RECORDS FOR PROCESSING –
------
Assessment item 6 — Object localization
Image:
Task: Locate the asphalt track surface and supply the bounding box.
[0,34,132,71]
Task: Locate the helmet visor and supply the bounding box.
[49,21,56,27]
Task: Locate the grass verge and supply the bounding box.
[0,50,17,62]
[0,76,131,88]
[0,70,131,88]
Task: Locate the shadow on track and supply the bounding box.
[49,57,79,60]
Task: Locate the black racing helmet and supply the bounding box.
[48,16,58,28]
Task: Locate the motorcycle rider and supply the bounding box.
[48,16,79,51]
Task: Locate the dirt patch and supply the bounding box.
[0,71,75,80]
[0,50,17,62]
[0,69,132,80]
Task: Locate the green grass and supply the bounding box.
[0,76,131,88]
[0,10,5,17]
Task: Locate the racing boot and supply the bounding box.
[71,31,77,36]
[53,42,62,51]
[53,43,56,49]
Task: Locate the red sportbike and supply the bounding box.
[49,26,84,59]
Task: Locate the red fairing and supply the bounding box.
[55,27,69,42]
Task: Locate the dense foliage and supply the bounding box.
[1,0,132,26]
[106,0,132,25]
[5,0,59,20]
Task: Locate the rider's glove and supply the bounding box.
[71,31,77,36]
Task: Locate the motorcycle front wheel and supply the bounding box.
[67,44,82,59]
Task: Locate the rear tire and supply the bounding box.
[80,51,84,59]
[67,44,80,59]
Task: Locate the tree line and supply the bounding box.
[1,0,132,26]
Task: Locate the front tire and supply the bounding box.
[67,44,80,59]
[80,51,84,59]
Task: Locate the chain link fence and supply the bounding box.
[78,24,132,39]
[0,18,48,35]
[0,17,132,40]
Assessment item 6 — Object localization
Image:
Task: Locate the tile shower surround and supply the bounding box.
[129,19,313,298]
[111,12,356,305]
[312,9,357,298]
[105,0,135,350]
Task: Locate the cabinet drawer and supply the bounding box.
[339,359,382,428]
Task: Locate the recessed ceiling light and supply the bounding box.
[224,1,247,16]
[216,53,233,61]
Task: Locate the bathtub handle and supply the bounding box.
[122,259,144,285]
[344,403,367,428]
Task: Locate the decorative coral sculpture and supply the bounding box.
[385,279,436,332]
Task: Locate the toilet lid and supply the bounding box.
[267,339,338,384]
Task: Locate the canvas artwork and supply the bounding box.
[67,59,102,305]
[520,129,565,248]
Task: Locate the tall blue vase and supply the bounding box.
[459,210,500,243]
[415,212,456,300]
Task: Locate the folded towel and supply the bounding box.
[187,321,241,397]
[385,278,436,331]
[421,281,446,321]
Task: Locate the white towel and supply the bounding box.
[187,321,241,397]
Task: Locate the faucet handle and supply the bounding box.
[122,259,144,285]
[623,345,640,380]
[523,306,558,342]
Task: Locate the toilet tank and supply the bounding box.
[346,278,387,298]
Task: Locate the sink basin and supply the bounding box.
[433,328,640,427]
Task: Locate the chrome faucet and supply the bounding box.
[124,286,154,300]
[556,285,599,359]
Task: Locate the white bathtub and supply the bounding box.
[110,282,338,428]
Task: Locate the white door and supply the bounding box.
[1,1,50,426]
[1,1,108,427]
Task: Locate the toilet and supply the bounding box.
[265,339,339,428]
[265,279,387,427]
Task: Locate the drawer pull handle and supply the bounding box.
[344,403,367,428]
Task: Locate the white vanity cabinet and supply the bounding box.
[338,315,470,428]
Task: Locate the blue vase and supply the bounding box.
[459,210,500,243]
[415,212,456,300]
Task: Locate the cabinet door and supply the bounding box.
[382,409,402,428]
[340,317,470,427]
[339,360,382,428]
------
WHAT YOU WILL DO – The line with "Task: Locate the faucet" through the last line of the entries above: output exactly those lines and nothing else.

EXPECTED ANSWER –
Task: Locate the faucet handle and supply the bounding box.
[122,259,144,285]
[623,345,640,380]
[523,306,558,342]
Task: Locate the toilet tank and supply the bounding box.
[346,278,387,298]
Task: Locate the sink basin and supply the bounding box.
[433,328,640,427]
Task: Locate the chrome faucet and supply the bounding box.
[124,286,154,300]
[556,285,599,359]
Task: Locate the white bathtub and supply the bounding box.
[110,282,338,428]
Task: Locate the white door and supply the bounding box.
[1,1,50,426]
[1,1,108,427]
Task: Locate the toilet and supply the bounding box.
[265,339,339,428]
[265,279,387,427]
Task: Locate the drawer pull handle and supply the bounding box.
[344,403,367,428]
Task: Locate the white vanity cabinet and supply the bounding box.
[338,315,470,428]
Task: Locate the blue vase and supply the bounding box.
[459,210,500,243]
[415,212,456,300]
Task: Locate the cabinet door and supply the bounding box.
[382,409,402,428]
[340,317,470,427]
[339,360,382,428]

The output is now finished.